(Exercise directions):
Duplicate the lines of the listing below, starting at the line that contains "goat's left ear." and ending at the final line of the listing, with both ends included. Leave the pictures out of your copy.

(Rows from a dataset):
* * *

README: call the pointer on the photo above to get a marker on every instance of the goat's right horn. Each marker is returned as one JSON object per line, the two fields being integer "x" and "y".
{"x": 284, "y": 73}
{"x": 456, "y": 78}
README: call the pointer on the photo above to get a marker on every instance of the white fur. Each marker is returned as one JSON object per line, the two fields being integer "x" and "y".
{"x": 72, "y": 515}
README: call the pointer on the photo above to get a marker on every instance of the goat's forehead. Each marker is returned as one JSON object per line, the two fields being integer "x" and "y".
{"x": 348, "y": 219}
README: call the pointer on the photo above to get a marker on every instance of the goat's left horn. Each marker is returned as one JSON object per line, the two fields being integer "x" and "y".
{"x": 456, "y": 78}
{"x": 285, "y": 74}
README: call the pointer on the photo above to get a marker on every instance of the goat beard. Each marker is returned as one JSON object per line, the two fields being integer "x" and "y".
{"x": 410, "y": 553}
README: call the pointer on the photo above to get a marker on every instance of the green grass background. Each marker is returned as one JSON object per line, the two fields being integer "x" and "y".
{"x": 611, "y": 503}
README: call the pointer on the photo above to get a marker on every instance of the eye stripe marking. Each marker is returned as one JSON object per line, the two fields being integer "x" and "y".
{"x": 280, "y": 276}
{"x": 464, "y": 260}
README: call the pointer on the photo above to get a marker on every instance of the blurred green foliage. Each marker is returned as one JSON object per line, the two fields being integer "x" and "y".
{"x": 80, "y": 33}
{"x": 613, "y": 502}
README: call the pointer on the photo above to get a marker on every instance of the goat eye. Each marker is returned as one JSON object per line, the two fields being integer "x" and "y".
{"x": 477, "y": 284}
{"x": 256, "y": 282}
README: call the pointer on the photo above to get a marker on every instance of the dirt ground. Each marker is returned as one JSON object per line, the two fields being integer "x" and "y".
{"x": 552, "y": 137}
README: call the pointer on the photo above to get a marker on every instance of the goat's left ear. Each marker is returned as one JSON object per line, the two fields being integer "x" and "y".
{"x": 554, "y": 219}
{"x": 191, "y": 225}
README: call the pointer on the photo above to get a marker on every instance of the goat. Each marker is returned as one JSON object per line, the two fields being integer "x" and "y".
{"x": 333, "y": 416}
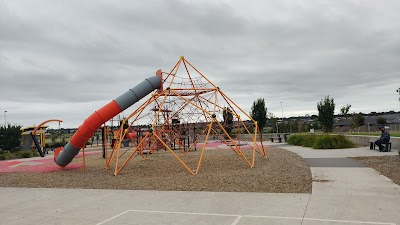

* * *

(Correct output):
README: call the pointer on the photo above to get a marker on every instance of the goat's left ear. Each marker is returned as one JSON object per line, the two fields being integer "x" and "y".
{"x": 554, "y": 219}
{"x": 191, "y": 225}
README: call the pointer on the photo above to get a marker on every instance of the goat. Each marker is returned as one JSON object per line, the two fields being integer "x" and "y".
{"x": 333, "y": 416}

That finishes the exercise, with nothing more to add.